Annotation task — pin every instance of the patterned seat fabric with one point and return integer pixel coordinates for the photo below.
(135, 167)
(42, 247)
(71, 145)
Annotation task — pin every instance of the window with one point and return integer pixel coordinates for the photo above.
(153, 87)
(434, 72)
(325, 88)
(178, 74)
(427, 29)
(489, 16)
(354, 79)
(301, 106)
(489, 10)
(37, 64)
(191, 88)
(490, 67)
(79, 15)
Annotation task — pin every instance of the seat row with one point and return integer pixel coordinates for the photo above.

...

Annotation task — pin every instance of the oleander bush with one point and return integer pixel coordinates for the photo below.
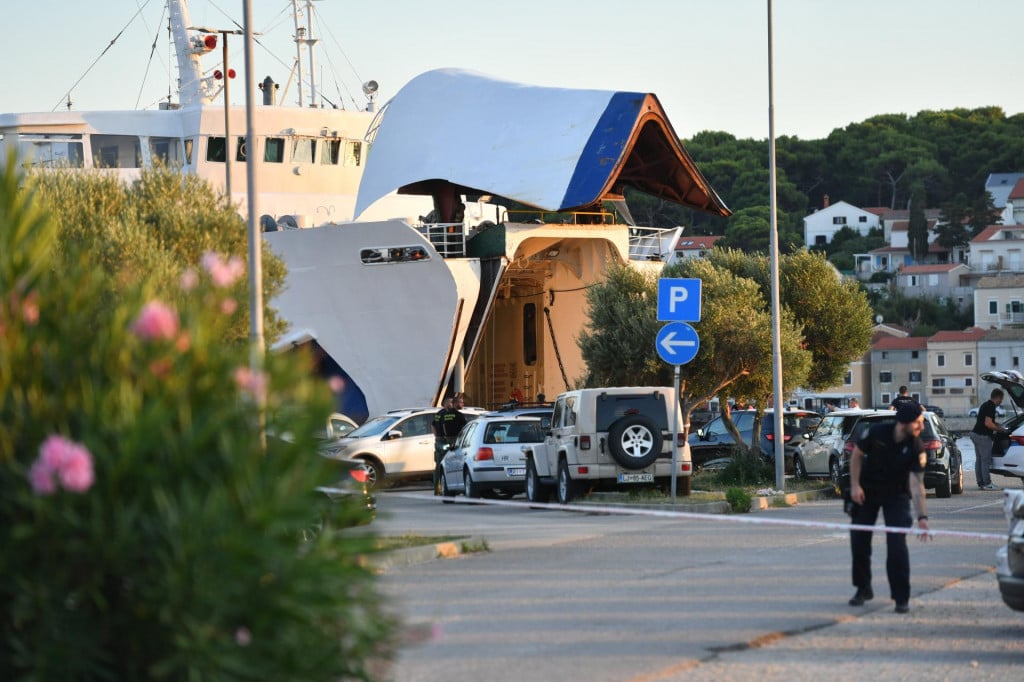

Task requirements: Taking the entries above, restate exactly those lines that fall between the line with "Annotation task — pin every instance of the window" and the line with "Annotation task — pin every instance of the seat", keeping both of those lines too.

Exercise response:
Annotation task — pin every instance of the window with one point and return integer pixel coordinates for the photo above.
(153, 87)
(434, 72)
(325, 88)
(178, 74)
(427, 29)
(489, 16)
(354, 79)
(301, 106)
(489, 10)
(37, 64)
(191, 88)
(490, 67)
(79, 15)
Annotation task — pin every instance of the seat row with one point and return integer pixel coordinates for the photo above.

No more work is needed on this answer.